__YANG DIKERJAKAN__.
- a) Menurut berita tentang konflik di Sudan, ada berapa kuburan massal di dalam dan sekitar Geneina?
- b) Lanjutkan berita tentang konflik di Sudan, mulai tepat setelah kalimat terakhirnya.

__TEKS YANG DIBERIKAN__.
NEW YORK (Arrahmah.id) – Utusan khusus PBB untuk Sudan yang dinyatakan tidak disukai oleh penguasa militer negara itu mengundurkan diri dalam pidato terakhirnya di Dewan Keamanan PBB, memperingatkan bahwa konflik antara para pemimpin militer yang bersaing di Sudan “bisa berubah menjadi perang saudara skala penuh”.
Volker Perthes, yang terus bekerja di luar Sudan, mengatakan pertempuran tidak menunjukkan tanda-tanda mereda, dan tidak ada pihak yang mendekati “kemenangan militer yang menentukan.”
Dia juga mengatakan kekerasan di wilayah Darfur barat Sudan “telah memburuk secara dramatis,” dengan warga sipil menjadi sasaran berdasarkan etnis mereka.
Ketegangan antara militer Sudan, yang dipimpin oleh Jenderal Abdel Fattah Al-Burhan, dan Pasukan Dukungan Cepat paramiliter, yang dipimpin oleh Jenderal Mohamed Hamdan Dagalo, pecah menjadi pertempuran terbuka pada pertengahan April.
Setidaknya 5.000 orang telah terbunuh sejak saat itu dan lebih dari 12.000 orang terluka, kata Perthes, seraya menyebut angka tersebut konservatif dan mengatakan jumlah sebenarnya “kemungkinan jauh lebih tinggi.”
Utusan tersebut mengatakan setidaknya ada 13 kuburan massal di dalam dan sekitar Geneina, ibu kota provinsi Darfur Barat, menurut laporan kredibel yang diterima Kantor Gabungan Hak Asasi Manusia PBB.
Kuburan tersebut merupakan hasil serangan RSF dan milisi Arab sekutunya terhadap warga sipil, sebagian besar komunitas Afrika, kata Perthes.
Wilayah Darfur bagian barat merupakan lokasi kampanye genosida pada awal 2000an.
Lebih dari 20 juta orang – hampir separuh penduduk Sudan – mengalami kelaparan akut dan kerawanan pangan, kata direktur operasi kantor kemanusiaan PBB, Edem Wosornu, kepada dewan.

__CATATAN YANG DITAMPILKAN__.
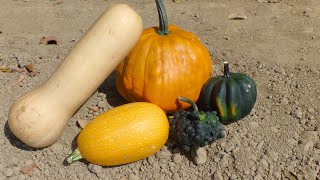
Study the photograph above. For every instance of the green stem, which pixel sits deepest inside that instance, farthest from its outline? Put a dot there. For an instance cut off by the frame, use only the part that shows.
(74, 156)
(163, 20)
(195, 107)
(226, 69)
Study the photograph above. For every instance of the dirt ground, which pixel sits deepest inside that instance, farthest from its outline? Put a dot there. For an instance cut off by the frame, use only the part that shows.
(277, 43)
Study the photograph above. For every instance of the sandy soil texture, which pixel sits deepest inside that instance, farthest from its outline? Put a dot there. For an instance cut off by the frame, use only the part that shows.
(277, 42)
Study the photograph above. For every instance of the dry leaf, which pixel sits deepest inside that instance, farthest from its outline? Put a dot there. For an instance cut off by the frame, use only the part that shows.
(237, 16)
(288, 174)
(29, 169)
(18, 80)
(49, 40)
(83, 122)
(5, 69)
(29, 67)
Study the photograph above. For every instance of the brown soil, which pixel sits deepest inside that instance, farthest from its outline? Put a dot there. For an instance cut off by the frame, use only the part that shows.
(278, 44)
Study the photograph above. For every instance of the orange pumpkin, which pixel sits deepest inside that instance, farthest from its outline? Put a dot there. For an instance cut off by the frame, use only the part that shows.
(166, 63)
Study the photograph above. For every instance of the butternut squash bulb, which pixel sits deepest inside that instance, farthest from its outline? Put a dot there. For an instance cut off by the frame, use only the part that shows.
(122, 135)
(39, 117)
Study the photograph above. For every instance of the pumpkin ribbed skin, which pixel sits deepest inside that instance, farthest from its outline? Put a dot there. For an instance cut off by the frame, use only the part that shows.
(162, 67)
(166, 63)
(124, 134)
(232, 96)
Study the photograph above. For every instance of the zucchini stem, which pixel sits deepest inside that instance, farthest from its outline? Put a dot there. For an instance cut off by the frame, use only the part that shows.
(74, 156)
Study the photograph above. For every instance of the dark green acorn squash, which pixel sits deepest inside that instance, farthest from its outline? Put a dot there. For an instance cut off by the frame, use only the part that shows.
(232, 95)
(195, 128)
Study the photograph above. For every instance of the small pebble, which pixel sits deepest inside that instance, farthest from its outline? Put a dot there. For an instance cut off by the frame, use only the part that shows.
(177, 158)
(56, 148)
(94, 168)
(199, 155)
(8, 172)
(297, 113)
(133, 177)
(102, 104)
(151, 160)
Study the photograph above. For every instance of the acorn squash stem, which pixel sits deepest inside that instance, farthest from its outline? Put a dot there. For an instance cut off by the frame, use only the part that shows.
(195, 107)
(74, 156)
(163, 20)
(226, 69)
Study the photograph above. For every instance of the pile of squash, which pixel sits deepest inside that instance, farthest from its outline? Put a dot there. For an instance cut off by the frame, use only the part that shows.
(159, 71)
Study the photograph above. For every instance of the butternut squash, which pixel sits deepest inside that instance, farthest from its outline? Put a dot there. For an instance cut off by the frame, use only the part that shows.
(39, 117)
(122, 135)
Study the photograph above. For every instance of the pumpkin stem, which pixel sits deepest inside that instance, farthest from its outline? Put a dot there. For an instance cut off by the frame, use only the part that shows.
(226, 69)
(163, 20)
(195, 107)
(74, 156)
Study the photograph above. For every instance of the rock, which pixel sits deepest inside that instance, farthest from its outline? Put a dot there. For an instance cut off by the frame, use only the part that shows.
(133, 177)
(304, 147)
(217, 176)
(272, 155)
(56, 148)
(94, 108)
(258, 177)
(177, 158)
(8, 172)
(176, 176)
(264, 163)
(199, 155)
(309, 136)
(151, 160)
(297, 113)
(163, 155)
(102, 104)
(2, 141)
(96, 169)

__JAWABAN TERTULIS__.
- a) Setidaknya ada 13 kuburan massal.

- b)
“Dan lebih dari 6 juta orang kini tinggal selangkah lagi menuju kelaparan,” katanya.
“Jika pertempuran terus berlanjut, potensi tragedi ini semakin menjadi kenyataan setiap hari.”
Pertempuran tersebut telah memaksa 4,1 juta orang meninggalkan rumah mereka ke tempat lain di Sudan dan lebih dari 1 juta orang mencari perlindungan di negara-negara tetangga, kata Wosornu, seraya menekankan bahwa pengungsian dan ketidakamanan “telah mendorong kasus-kasus kekerasan seksual ke tingkat yang menyedihkan.”
Perthes adalah mediator utama setelah konflik dimulai, namun pemerintah militer mengklaim bahwa dia bias dan memberi tahu Sekretaris Jenderal PBB Antonio Guterres pada tanggal 8 Juni bahwa dia dinyatakan sebagai persona non grata.
PBB mengecam tindakan tersebut, dengan mengatakan bahwa anggota personelnya tidak dapat dinyatakan sebagai persona non grata – yang tidak dapat diterima oleh pemerintah – dan hal ini bertentangan dengan Piagam PBB.
Saat mengumumkan pengunduran dirinya, Perthes, yang ditunjuk sebagai perwakilan khusus untuk Sudan pada Januari 2021, mendesak pihak-pihak yang bertikai untuk mengakhiri pertempuran dan memperingatkan mereka “mereka tidak dapat bertindak tanpa mendapat hukuman.”
“Akan ada pertanggungjawaban atas kejahatan yang dilakukan,” katanya.
Guterres mengatakan pada konferensi pers bahwa dia telah menerima pengunduran diri Perthes, dan mengatakan, tanpa menjelaskan lebih lanjut, bahwa utusan tersebut “memiliki alasan yang sangat kuat untuk mengundurkan diri.”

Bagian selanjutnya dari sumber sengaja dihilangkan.